PROBLEM DETAILS:
Pick out every line in the records below that contains the string "person", and copy each one.

ENTRIES PROVIDED:

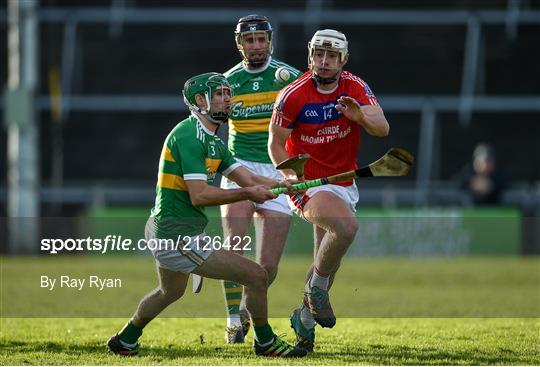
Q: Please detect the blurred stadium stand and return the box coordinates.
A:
[0,0,540,224]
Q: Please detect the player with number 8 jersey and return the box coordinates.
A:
[224,50,300,163]
[221,14,300,343]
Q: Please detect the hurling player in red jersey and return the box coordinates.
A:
[268,29,390,351]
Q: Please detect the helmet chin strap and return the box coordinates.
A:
[311,71,341,85]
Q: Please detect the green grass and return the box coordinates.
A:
[0,318,540,365]
[0,256,540,365]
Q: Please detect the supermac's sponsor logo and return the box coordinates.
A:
[231,101,274,119]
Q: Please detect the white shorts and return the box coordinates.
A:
[144,217,213,274]
[221,158,292,215]
[287,182,358,219]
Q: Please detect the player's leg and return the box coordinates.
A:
[221,201,255,343]
[290,225,324,352]
[254,209,291,284]
[303,191,358,327]
[193,250,306,357]
[107,267,189,355]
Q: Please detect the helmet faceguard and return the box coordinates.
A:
[234,15,272,67]
[182,73,232,125]
[308,29,349,84]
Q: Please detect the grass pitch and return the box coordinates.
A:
[0,318,540,365]
[0,256,540,365]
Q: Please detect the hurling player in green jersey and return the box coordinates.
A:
[107,73,306,357]
[221,15,301,343]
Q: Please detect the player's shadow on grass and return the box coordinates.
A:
[0,340,538,365]
[317,344,532,365]
[0,340,251,362]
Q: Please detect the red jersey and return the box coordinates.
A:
[271,71,378,186]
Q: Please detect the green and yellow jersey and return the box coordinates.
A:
[151,115,240,239]
[224,57,301,163]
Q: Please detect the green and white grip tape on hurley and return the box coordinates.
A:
[270,148,414,195]
[270,177,329,195]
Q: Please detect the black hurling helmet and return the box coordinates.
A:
[234,14,272,67]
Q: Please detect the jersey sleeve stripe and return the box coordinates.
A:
[184,173,208,181]
[223,162,241,176]
[280,75,311,103]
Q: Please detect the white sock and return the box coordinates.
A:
[300,304,316,329]
[309,269,330,291]
[227,315,242,327]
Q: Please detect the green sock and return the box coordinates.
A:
[253,323,274,345]
[118,320,142,344]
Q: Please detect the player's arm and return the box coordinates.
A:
[185,180,277,206]
[336,97,390,137]
[268,124,296,179]
[227,166,297,189]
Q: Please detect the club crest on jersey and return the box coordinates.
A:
[364,84,375,97]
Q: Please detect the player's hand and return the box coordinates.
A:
[244,185,277,204]
[272,178,300,195]
[336,96,364,122]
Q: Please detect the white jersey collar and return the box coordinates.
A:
[242,55,272,74]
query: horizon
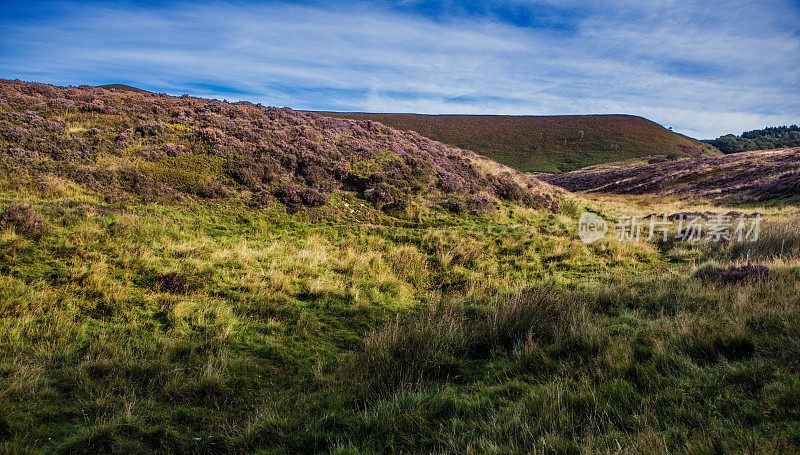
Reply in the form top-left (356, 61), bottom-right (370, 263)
top-left (0, 0), bottom-right (800, 139)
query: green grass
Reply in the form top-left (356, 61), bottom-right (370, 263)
top-left (312, 112), bottom-right (719, 173)
top-left (0, 177), bottom-right (800, 454)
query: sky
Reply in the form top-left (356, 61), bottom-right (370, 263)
top-left (0, 0), bottom-right (800, 139)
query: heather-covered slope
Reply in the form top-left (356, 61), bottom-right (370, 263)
top-left (314, 112), bottom-right (718, 172)
top-left (539, 148), bottom-right (800, 202)
top-left (0, 81), bottom-right (561, 218)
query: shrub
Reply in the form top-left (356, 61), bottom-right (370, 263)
top-left (273, 185), bottom-right (329, 213)
top-left (0, 203), bottom-right (47, 240)
top-left (693, 264), bottom-right (775, 284)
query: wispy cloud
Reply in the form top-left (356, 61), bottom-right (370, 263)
top-left (0, 0), bottom-right (800, 137)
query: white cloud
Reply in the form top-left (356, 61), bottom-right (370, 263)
top-left (0, 1), bottom-right (800, 137)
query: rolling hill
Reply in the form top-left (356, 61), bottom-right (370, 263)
top-left (314, 112), bottom-right (719, 173)
top-left (0, 81), bottom-right (563, 218)
top-left (539, 148), bottom-right (800, 202)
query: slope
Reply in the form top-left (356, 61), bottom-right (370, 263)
top-left (0, 81), bottom-right (562, 218)
top-left (314, 112), bottom-right (718, 172)
top-left (539, 148), bottom-right (800, 202)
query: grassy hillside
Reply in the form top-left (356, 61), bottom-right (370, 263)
top-left (703, 125), bottom-right (800, 154)
top-left (0, 81), bottom-right (562, 220)
top-left (539, 148), bottom-right (800, 202)
top-left (0, 82), bottom-right (800, 455)
top-left (314, 112), bottom-right (718, 172)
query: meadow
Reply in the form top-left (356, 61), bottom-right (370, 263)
top-left (0, 175), bottom-right (800, 453)
top-left (0, 81), bottom-right (800, 454)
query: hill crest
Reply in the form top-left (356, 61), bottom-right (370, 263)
top-left (0, 81), bottom-right (564, 218)
top-left (312, 112), bottom-right (719, 173)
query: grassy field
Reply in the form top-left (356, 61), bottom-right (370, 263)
top-left (0, 81), bottom-right (800, 454)
top-left (0, 176), bottom-right (800, 453)
top-left (314, 112), bottom-right (719, 173)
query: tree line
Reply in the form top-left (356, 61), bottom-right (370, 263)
top-left (703, 125), bottom-right (800, 154)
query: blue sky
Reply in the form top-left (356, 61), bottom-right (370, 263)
top-left (0, 0), bottom-right (800, 138)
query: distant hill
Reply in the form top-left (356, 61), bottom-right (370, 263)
top-left (0, 80), bottom-right (564, 218)
top-left (538, 148), bottom-right (800, 202)
top-left (97, 84), bottom-right (150, 93)
top-left (703, 125), bottom-right (800, 154)
top-left (314, 112), bottom-right (719, 173)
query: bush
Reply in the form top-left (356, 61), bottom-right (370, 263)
top-left (693, 264), bottom-right (775, 284)
top-left (0, 203), bottom-right (47, 240)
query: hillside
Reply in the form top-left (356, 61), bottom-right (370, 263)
top-left (0, 81), bottom-right (800, 455)
top-left (314, 112), bottom-right (718, 172)
top-left (703, 125), bottom-right (800, 154)
top-left (539, 148), bottom-right (800, 202)
top-left (0, 81), bottom-right (560, 219)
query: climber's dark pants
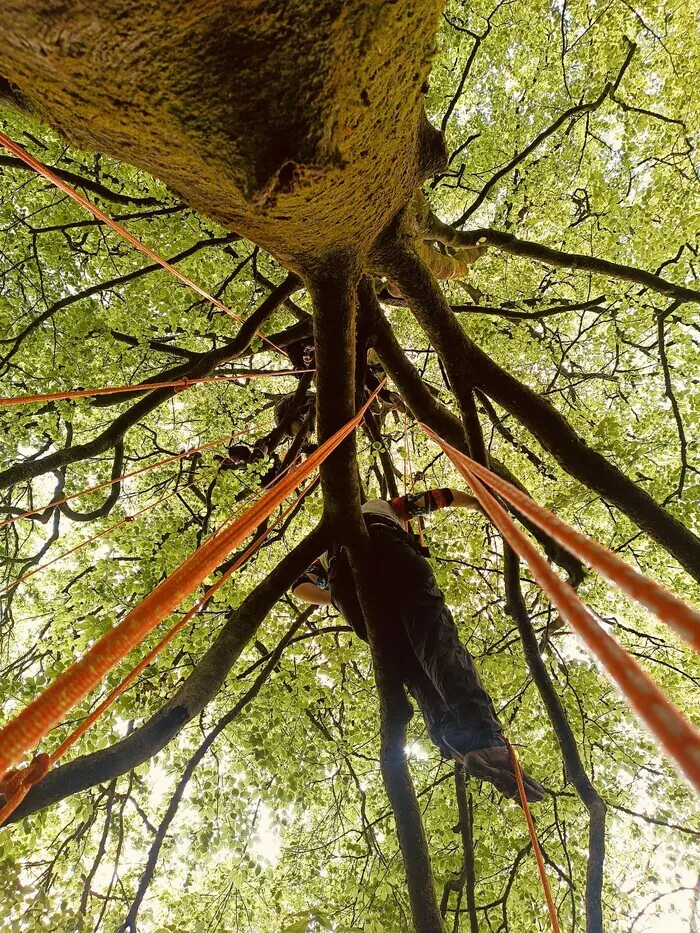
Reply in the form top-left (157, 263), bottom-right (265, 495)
top-left (329, 516), bottom-right (502, 757)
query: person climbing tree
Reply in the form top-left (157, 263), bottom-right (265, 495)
top-left (292, 488), bottom-right (544, 801)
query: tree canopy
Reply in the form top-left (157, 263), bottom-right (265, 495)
top-left (0, 0), bottom-right (700, 933)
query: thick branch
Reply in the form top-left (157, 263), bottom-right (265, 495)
top-left (372, 288), bottom-right (583, 584)
top-left (6, 528), bottom-right (326, 821)
top-left (504, 544), bottom-right (605, 933)
top-left (0, 155), bottom-right (167, 207)
top-left (309, 255), bottom-right (444, 933)
top-left (431, 216), bottom-right (700, 302)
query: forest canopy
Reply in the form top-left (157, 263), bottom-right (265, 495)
top-left (0, 0), bottom-right (700, 933)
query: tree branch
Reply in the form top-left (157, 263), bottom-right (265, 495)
top-left (120, 606), bottom-right (317, 933)
top-left (431, 215), bottom-right (700, 302)
top-left (503, 542), bottom-right (605, 933)
top-left (378, 231), bottom-right (700, 582)
top-left (0, 155), bottom-right (167, 207)
top-left (4, 527), bottom-right (327, 822)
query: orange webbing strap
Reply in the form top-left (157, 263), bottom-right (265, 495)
top-left (0, 132), bottom-right (282, 353)
top-left (0, 479), bottom-right (318, 826)
top-left (501, 733), bottom-right (561, 933)
top-left (0, 479), bottom-right (202, 593)
top-left (0, 428), bottom-right (250, 528)
top-left (0, 369), bottom-right (316, 407)
top-left (0, 383), bottom-right (384, 776)
top-left (426, 428), bottom-right (700, 651)
top-left (424, 426), bottom-right (700, 792)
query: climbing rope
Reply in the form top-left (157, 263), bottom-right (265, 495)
top-left (504, 733), bottom-right (561, 933)
top-left (0, 479), bottom-right (318, 826)
top-left (0, 132), bottom-right (283, 353)
top-left (0, 479), bottom-right (197, 593)
top-left (422, 425), bottom-right (700, 793)
top-left (0, 369), bottom-right (316, 407)
top-left (431, 444), bottom-right (700, 651)
top-left (0, 382), bottom-right (384, 778)
top-left (0, 428), bottom-right (251, 528)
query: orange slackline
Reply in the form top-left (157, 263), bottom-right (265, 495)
top-left (403, 409), bottom-right (425, 547)
top-left (0, 428), bottom-right (250, 528)
top-left (0, 132), bottom-right (282, 353)
top-left (504, 733), bottom-right (561, 933)
top-left (0, 444), bottom-right (306, 594)
top-left (0, 369), bottom-right (316, 407)
top-left (0, 382), bottom-right (384, 778)
top-left (423, 425), bottom-right (700, 792)
top-left (0, 480), bottom-right (318, 826)
top-left (0, 479), bottom-right (197, 593)
top-left (426, 444), bottom-right (700, 651)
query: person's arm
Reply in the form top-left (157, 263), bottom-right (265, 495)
top-left (391, 487), bottom-right (482, 521)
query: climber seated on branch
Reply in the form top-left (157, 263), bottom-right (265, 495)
top-left (292, 489), bottom-right (544, 801)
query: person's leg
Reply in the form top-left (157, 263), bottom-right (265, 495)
top-left (371, 526), bottom-right (503, 752)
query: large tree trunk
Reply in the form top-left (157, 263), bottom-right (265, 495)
top-left (0, 0), bottom-right (444, 269)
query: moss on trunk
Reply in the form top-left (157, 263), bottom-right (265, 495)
top-left (0, 0), bottom-right (442, 271)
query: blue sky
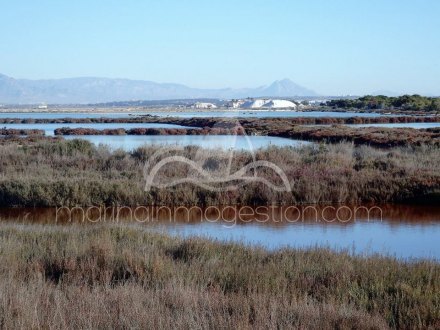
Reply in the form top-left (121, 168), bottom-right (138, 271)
top-left (0, 0), bottom-right (440, 95)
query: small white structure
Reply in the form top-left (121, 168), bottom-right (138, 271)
top-left (193, 102), bottom-right (217, 109)
top-left (241, 99), bottom-right (270, 109)
top-left (225, 100), bottom-right (245, 109)
top-left (241, 99), bottom-right (298, 110)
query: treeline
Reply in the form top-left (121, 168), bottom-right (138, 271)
top-left (0, 225), bottom-right (440, 329)
top-left (326, 94), bottom-right (440, 112)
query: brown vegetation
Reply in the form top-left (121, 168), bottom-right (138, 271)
top-left (0, 139), bottom-right (440, 206)
top-left (268, 126), bottom-right (440, 148)
top-left (0, 128), bottom-right (44, 136)
top-left (55, 127), bottom-right (244, 135)
top-left (0, 225), bottom-right (440, 329)
top-left (0, 115), bottom-right (440, 127)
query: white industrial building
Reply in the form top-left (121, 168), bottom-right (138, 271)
top-left (240, 99), bottom-right (298, 110)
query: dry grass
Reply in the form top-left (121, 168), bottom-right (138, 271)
top-left (0, 140), bottom-right (440, 206)
top-left (0, 225), bottom-right (440, 329)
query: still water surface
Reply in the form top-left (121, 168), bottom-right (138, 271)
top-left (63, 135), bottom-right (312, 151)
top-left (0, 110), bottom-right (387, 119)
top-left (0, 205), bottom-right (440, 260)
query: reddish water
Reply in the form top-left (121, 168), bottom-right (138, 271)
top-left (0, 205), bottom-right (440, 260)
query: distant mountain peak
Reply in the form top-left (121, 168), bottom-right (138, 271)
top-left (0, 74), bottom-right (316, 104)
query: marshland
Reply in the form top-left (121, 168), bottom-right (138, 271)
top-left (0, 114), bottom-right (440, 329)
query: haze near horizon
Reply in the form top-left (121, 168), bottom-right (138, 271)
top-left (0, 0), bottom-right (440, 95)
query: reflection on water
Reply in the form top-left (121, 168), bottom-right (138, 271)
top-left (0, 123), bottom-right (192, 136)
top-left (0, 110), bottom-right (387, 119)
top-left (64, 135), bottom-right (311, 151)
top-left (0, 205), bottom-right (440, 260)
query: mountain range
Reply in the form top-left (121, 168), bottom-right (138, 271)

RESPONSE FOR THIS EXERCISE:
query: person climbing tree
query: person's arm
query: person's leg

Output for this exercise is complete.